→ Passage
--- START ---
The temperature recorded in the EXIF is the temperature recorded at some place within the camera body (not entirely sure where). It is not necessarily the same as the temperature of the sensor itself, which directly affects dark current. I did once extract the EXIF temperatures as the sensor warmed up and they were not a good predictor of dark current (except for the first frame or two before the sensor began to heat up).
The best way to measure the thermal gradient across the sensor is to measure the noise at various positions in difference frame between 2 darks and remove the read noise component (using a formula very similar to Pythagoras's Theorem). This has the advantage of directly measuring the quantity that will affect the signal to noise ratio in your final images.
Here's the prototype cold finger created from 2mm and 0.3mm copper strips soldered together with plumbers solder:
(http://www.markshelley.co.uk/webdisk/550peltier1.jpg)
Put into position in camera:
(http://www.markshelley.co.uk/webdisk/550peltier2.jpg)
Screwed in place:
(http://www.markshelley.co.uk/webdisk/550peltier3.jpg)
Camera reassembled. The microphone socket had to be permanently removed to make room:
(http://www.markshelley.co.uk/webdisk/550peltier4.jpg)
Peltier and heatsink added:
(http://www.markshelley.co.uk/webdisk/550peltier5.jpg)
At room temperature of 20C, 1.5A at 12V was required to reduce the sensor temperature to 15C below ambient i.e. 5C
At this temperature I measured the thermal noise in a 5 minute dark frame to be 2.2 electrons i.e. lower than the read noise of 3 electrons. The darks revealed no obvious left/right thermal gradient.
--- END ---
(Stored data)
--- START ---
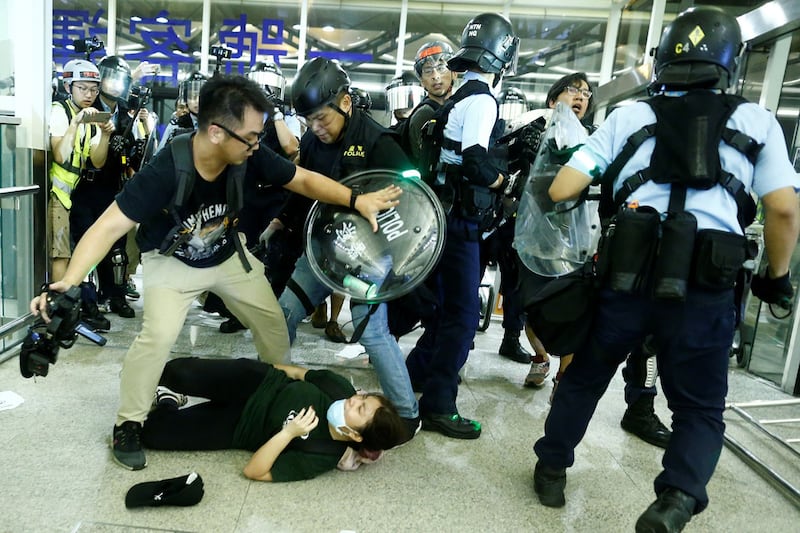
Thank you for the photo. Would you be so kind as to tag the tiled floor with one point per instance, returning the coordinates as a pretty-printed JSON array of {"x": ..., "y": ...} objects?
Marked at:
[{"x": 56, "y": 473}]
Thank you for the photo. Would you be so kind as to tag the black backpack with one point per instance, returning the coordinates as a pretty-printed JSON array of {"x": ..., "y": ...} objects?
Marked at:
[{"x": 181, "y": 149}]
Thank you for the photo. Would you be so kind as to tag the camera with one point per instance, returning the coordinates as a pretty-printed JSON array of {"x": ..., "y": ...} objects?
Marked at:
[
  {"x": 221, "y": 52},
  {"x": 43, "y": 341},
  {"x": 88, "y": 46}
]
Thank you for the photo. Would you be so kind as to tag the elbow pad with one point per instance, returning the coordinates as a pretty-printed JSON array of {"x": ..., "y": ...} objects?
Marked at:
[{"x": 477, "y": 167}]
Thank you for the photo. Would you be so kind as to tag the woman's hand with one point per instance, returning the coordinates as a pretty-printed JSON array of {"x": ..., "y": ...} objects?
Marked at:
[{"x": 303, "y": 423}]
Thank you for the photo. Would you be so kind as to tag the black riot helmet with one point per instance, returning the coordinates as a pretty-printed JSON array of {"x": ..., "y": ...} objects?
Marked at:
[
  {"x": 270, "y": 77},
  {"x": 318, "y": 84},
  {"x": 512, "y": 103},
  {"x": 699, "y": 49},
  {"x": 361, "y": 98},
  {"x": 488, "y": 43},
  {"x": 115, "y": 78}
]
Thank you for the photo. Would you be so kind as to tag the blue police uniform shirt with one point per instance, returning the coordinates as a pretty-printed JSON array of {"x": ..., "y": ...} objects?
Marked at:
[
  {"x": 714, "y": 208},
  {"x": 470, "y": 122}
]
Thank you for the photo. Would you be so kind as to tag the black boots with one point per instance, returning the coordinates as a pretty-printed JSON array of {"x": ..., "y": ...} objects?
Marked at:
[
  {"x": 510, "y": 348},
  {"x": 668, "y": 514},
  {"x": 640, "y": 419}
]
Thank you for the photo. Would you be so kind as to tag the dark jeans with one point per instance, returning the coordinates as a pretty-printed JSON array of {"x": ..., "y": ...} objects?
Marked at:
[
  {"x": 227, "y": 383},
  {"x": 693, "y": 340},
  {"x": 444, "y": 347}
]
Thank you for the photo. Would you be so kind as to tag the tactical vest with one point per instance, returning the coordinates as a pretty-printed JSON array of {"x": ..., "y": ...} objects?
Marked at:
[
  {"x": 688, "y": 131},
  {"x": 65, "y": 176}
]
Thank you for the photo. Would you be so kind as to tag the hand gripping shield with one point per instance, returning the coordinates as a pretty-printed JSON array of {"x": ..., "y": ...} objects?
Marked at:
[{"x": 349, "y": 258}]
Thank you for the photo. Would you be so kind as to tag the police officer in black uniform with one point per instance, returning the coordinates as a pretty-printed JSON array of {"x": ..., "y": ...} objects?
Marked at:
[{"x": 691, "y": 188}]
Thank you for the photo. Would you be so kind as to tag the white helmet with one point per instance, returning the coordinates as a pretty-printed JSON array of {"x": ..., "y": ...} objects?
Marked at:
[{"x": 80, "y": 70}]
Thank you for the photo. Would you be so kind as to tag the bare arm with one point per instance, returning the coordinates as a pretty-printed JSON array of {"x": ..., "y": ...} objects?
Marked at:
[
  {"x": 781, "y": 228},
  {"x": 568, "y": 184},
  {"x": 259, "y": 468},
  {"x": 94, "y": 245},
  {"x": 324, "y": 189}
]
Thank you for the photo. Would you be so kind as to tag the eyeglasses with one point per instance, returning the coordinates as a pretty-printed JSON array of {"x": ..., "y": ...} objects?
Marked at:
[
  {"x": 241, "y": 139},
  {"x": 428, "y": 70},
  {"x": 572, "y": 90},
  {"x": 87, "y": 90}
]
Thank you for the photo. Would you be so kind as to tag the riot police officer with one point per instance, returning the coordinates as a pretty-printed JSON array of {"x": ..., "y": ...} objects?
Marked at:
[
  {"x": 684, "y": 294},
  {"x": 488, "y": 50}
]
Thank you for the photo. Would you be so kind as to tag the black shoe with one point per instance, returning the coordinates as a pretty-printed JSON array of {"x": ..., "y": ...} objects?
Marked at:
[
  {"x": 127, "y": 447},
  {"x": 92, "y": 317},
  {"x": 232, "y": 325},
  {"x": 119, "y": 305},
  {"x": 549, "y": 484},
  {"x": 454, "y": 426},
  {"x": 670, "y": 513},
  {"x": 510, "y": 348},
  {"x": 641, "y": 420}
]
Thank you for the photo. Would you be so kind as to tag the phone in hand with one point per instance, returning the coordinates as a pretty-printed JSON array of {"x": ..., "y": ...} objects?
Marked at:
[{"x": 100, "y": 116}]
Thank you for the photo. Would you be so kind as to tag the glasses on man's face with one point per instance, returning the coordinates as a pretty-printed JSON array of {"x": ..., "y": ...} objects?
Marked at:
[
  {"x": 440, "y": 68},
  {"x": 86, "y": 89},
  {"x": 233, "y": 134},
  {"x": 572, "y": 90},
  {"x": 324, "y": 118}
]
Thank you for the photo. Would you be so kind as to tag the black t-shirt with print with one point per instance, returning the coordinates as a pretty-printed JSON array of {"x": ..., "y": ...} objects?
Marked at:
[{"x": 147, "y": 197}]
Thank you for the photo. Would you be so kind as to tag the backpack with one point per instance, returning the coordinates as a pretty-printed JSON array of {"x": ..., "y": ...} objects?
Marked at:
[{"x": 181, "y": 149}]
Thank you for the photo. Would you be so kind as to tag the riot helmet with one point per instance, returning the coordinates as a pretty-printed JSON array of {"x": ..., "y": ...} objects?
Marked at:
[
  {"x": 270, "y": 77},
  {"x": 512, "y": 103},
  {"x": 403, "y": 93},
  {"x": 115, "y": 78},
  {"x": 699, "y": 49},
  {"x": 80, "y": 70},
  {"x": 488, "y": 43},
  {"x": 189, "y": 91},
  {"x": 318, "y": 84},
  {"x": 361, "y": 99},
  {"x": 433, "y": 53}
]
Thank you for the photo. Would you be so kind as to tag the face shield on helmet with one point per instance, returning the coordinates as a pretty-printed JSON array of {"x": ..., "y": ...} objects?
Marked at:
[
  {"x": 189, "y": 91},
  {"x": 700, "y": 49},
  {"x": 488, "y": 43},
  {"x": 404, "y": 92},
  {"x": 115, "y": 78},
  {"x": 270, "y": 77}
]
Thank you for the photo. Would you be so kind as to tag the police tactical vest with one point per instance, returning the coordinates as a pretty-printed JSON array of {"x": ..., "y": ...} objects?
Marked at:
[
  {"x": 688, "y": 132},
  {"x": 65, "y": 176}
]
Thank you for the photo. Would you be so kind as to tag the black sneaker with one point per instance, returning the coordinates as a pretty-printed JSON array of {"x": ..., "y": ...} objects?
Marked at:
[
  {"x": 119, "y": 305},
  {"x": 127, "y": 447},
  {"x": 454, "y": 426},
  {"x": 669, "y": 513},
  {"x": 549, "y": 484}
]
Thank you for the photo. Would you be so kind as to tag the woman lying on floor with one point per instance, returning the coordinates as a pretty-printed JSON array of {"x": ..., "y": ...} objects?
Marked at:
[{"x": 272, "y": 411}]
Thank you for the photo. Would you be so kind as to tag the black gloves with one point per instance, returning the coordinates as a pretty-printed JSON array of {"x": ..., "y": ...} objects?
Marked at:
--- END ---
--- START ---
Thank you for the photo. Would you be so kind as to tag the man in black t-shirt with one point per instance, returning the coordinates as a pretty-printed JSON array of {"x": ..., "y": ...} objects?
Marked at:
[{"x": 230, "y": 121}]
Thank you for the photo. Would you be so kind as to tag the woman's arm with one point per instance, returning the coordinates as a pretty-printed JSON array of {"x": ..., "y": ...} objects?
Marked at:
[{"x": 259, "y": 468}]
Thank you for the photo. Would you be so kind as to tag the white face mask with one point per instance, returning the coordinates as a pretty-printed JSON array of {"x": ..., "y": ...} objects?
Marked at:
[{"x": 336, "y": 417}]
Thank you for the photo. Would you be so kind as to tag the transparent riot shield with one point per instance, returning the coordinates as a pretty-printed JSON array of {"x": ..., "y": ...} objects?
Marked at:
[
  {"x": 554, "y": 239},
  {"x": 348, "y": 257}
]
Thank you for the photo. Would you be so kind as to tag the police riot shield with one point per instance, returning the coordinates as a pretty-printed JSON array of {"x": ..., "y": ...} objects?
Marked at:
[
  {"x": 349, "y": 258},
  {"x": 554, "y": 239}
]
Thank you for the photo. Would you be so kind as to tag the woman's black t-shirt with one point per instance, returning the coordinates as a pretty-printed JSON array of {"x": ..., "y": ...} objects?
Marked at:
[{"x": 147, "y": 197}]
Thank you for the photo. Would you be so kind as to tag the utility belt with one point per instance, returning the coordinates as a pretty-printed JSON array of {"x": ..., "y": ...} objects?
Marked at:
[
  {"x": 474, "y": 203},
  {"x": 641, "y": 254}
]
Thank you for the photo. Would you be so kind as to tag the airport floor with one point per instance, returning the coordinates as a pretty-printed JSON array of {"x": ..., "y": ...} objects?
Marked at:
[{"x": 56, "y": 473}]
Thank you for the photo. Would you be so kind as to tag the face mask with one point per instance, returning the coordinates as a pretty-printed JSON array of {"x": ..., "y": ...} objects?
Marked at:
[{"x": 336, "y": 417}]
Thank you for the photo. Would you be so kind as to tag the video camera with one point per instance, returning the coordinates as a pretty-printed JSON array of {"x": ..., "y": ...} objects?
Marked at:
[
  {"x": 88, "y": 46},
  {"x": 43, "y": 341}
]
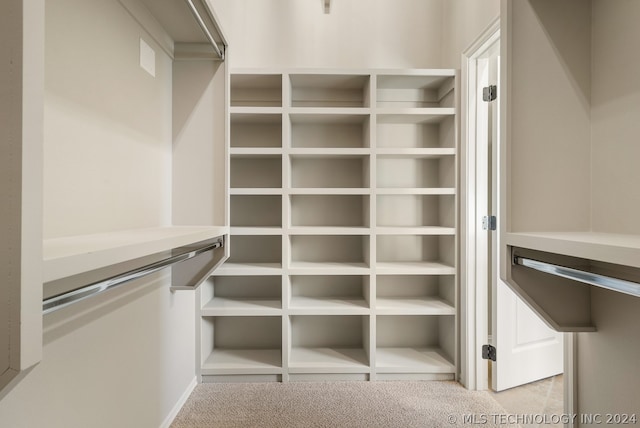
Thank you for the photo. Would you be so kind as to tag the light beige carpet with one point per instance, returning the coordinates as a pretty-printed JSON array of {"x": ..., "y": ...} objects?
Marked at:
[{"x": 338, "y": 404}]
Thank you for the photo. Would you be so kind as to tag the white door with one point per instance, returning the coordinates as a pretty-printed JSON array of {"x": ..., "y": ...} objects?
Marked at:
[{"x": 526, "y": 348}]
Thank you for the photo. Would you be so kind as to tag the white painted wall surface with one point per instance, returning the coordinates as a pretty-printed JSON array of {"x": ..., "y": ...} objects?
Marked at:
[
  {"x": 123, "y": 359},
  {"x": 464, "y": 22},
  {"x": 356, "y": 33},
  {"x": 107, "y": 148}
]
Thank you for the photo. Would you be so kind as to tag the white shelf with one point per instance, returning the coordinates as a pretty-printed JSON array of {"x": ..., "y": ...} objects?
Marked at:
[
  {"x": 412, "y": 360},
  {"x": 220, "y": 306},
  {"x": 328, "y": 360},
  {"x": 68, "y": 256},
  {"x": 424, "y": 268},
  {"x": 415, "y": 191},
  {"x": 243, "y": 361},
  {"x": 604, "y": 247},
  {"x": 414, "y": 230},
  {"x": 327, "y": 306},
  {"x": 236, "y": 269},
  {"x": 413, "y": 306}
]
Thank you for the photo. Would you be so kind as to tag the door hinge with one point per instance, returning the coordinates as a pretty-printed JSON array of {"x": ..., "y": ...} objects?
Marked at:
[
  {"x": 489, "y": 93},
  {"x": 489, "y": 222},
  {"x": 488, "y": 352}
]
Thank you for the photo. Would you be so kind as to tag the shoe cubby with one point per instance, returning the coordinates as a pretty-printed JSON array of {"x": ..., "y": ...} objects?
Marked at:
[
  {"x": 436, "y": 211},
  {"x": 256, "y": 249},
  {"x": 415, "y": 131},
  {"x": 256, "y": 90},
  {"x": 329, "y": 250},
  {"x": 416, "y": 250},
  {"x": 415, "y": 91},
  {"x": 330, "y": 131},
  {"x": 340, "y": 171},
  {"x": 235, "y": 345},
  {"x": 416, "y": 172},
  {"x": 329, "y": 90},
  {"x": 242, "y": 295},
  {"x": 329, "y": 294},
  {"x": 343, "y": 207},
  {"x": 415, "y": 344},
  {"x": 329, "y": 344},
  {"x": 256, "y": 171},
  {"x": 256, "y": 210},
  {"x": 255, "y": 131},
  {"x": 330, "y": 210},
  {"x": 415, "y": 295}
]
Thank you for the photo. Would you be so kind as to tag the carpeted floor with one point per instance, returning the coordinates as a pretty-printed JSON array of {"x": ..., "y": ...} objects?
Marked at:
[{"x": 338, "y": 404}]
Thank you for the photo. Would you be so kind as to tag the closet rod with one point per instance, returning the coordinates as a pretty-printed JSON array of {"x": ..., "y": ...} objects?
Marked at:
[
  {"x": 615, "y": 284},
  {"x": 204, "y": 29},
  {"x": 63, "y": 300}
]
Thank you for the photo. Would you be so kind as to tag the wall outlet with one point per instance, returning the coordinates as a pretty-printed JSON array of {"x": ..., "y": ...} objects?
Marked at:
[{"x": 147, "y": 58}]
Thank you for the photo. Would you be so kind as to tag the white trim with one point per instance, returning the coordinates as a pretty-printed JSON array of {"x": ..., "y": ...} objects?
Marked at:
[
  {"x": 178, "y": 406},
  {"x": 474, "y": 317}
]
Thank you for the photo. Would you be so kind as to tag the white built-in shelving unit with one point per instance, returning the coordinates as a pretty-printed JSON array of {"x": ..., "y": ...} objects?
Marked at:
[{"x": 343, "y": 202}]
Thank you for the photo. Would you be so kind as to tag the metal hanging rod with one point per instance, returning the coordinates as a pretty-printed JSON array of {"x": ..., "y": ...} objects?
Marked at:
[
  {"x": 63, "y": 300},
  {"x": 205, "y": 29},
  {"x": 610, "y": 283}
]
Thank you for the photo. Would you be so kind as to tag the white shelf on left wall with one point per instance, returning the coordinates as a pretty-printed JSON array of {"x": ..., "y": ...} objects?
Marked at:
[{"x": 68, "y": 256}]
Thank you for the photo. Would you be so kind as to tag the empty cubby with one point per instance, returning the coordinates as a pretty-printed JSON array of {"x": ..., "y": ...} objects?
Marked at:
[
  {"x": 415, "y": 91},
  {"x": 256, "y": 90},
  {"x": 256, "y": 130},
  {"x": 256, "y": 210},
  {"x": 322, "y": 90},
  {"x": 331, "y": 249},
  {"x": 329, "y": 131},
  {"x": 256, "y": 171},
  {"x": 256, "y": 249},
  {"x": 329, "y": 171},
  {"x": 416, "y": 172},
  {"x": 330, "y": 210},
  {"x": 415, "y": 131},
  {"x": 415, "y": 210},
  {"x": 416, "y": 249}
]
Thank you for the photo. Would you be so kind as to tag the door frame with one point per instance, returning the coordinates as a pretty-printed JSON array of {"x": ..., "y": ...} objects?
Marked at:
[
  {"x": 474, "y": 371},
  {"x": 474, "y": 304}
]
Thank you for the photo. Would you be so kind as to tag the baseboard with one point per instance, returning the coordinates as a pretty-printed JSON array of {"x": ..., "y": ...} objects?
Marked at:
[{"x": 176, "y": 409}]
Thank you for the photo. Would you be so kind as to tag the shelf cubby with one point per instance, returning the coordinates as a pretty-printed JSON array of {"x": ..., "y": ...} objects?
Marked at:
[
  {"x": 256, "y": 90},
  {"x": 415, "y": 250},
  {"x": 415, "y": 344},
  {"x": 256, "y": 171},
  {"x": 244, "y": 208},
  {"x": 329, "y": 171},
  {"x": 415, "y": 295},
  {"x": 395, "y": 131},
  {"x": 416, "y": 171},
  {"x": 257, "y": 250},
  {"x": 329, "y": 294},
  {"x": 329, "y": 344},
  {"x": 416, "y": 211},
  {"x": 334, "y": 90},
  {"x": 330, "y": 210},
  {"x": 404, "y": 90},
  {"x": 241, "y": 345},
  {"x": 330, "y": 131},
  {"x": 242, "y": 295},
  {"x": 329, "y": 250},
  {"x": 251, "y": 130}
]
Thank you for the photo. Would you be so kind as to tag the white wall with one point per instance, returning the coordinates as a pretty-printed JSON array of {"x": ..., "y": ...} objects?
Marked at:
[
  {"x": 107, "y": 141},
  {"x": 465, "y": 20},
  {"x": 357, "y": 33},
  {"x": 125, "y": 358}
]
--- END ---
--- START ---
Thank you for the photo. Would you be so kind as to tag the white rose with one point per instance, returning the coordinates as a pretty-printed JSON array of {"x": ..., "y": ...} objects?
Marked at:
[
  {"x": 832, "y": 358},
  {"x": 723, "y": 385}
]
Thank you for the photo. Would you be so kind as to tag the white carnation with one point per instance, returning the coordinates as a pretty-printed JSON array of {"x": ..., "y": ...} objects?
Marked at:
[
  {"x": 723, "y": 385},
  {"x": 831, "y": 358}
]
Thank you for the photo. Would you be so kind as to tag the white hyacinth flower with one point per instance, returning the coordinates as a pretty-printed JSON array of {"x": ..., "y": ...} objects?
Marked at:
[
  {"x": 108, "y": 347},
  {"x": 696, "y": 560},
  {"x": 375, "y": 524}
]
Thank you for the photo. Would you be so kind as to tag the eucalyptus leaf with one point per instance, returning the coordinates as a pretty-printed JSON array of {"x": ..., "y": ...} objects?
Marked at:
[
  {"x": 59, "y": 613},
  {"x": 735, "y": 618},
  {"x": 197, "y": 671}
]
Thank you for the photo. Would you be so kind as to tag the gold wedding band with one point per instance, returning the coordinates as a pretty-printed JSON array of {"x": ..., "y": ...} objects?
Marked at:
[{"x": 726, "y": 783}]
--- END ---
→ Instruction 1
According to the passage on the cooled camera, what room temperature, current, and voltage were used to bring the sensor to 15C below ambient?
→ Instruction 2
Carry on the passage about the cooled camera sensor from its last sentence.

→ Right answer 1
A room temperature of 20C, with 1.5A at 12V.

→ Right answer 2
Boosting the Peltier current to 2A reduced reduced the dark current by half again, giving a thermal noise of only 1.5e in a 5min exposure.
Mark have you seen this post may help you get more cooling from the TEC .
Are you going to put the camera in a box as I had to due to condensation?
If you are, I would see if you can do it in a way that you can use a camera lens as well as a telescope as I didn't and wished I had, as I used a 2 " adapter due to the flash unit on top of the camera being in the way.
http://stargazerslounge.com/topic/146756-1100d-cold-finger-sensor-cooling-with-tec-and-water-cooling/
Julian,
That's a very serious mod in the link you posted! Not sure quite how practical it is though.
No, I have no intention of putting the camera in a box - I'd like to use the camera occasionally on the Hyperstar and for that I need the TEC and heatsink to be removable - that functionality has yet to be designed. But I'm intending to replace the heatsink with a low profile copper one.
If condensation (on the imaging window) proves to be a problem I'll add a heating wire loop on the window.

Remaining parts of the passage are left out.